#### [Problem details]
Word for word, reproduce every line of the data below.

(Saved entries)
---*---

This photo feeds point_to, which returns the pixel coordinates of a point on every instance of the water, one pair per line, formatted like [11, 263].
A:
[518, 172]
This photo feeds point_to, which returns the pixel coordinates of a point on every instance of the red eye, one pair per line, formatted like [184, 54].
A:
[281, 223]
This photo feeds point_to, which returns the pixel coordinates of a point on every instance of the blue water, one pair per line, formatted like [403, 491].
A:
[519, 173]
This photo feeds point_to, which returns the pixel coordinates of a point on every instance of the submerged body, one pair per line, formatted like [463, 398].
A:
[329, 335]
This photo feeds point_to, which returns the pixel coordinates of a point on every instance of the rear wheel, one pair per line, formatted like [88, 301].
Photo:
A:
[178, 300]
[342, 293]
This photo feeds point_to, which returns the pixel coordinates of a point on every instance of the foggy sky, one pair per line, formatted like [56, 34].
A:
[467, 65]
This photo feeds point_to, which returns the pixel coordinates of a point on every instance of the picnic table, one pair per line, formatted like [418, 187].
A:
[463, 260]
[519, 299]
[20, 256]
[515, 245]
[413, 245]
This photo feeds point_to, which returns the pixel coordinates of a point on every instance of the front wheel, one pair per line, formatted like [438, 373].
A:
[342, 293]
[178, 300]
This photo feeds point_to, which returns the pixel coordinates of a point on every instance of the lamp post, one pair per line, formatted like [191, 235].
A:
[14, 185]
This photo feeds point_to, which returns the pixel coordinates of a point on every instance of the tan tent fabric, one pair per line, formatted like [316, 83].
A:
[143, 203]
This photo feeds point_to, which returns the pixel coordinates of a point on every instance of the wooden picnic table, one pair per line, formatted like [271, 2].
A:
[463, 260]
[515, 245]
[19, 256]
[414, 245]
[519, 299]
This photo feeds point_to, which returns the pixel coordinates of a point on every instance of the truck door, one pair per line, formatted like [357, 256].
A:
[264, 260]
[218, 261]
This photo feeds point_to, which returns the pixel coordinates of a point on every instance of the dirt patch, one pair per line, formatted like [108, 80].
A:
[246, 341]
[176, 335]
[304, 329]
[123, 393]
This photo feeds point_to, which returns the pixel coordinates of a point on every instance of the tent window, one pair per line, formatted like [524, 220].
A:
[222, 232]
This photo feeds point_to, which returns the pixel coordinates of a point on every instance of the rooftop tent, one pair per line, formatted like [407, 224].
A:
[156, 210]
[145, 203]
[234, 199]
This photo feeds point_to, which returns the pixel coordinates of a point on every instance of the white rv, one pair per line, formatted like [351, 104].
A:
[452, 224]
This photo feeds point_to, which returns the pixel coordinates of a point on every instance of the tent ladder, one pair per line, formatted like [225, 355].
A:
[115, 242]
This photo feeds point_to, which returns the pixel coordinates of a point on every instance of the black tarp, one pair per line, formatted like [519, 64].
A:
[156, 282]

---*---

#### [Task result]
This photo feeds point_to, which returns the pixel coordinates of a point on every instance of the water, one pair per line, formatted like [11, 263].
A:
[518, 172]
This photo feeds point_to, which returns the pixel coordinates of a point on every instance of the red eye, one pair per line, formatted like [184, 54].
A:
[281, 223]
This photo feeds point_to, which returns the pixel coordinates of a point on every instance of the blue water, one pair per line, formatted like [403, 491].
A:
[519, 173]
This photo feeds point_to, which returns the pixel coordinates of a point on every instance of the submerged body, one pair per line, formatted like [463, 398].
A:
[329, 335]
This photo feeds point_to, which returns the pixel coordinates of a point on every instance of the rear wheel, one pair per line, formatted like [88, 301].
Photo:
A:
[178, 300]
[342, 293]
This photo feeds point_to, which returns the pixel coordinates of a point on every instance of the foggy sky, one pair per line, formatted like [56, 34].
A:
[467, 65]
This photo feeds point_to, which returns the pixel coordinates of a point on every instance of the picnic table, one pair per line, formatted like [418, 187].
A:
[463, 260]
[519, 299]
[20, 256]
[515, 245]
[413, 245]
This photo feeds point_to, which returns the pixel coordinates of a point on every instance of the front wheel, one pair per line, formatted like [438, 373].
A:
[342, 293]
[178, 300]
This photo feeds point_to, which returns the pixel coordinates of a point on every instance of the lamp post, one pair per line, formatted like [191, 235].
A:
[14, 185]
This photo feeds point_to, which returns the pixel coordinates of a point on every instance of the tan tent fabric, one pair per line, formatted like [316, 83].
A:
[143, 203]
This photo feeds point_to, which returns the pixel coordinates of a point on every instance of the wooden picnic table, one pair per line, formatted like [271, 2].
A:
[463, 260]
[515, 245]
[19, 256]
[414, 245]
[519, 299]
This photo feeds point_to, which returns the pixel coordinates of a point on every instance of the truck door, one pair per line, formatted like [357, 256].
A:
[264, 260]
[218, 261]
This photo feeds point_to, which returns the pixel coordinates of a point on every instance of the dirt patch, one pair per line, formatted like [108, 80].
A:
[246, 341]
[176, 335]
[304, 329]
[123, 393]
This photo feeds point_to, which returns the pixel coordinates of a point on every instance of the tent window, one pair per line, formatted like [524, 220].
A:
[222, 232]
This photo feeds point_to, which returns the pixel coordinates of a point on every instance of the rooftop tent, one pair per line, formatted like [407, 224].
A:
[156, 210]
[145, 203]
[234, 199]
This photo feeds point_to, which returns the pixel coordinates of a point on every instance of the white rv, one pair per line, formatted like [351, 104].
A:
[452, 224]
This photo feeds point_to, which returns the pixel coordinates of a point on every instance of the tent ladder, one pair per line, formatted like [225, 355].
A:
[115, 242]
This photo feeds point_to, which returns the pixel coordinates of a point on every instance of the black tarp, one pair per line, formatted like [519, 64].
A:
[156, 282]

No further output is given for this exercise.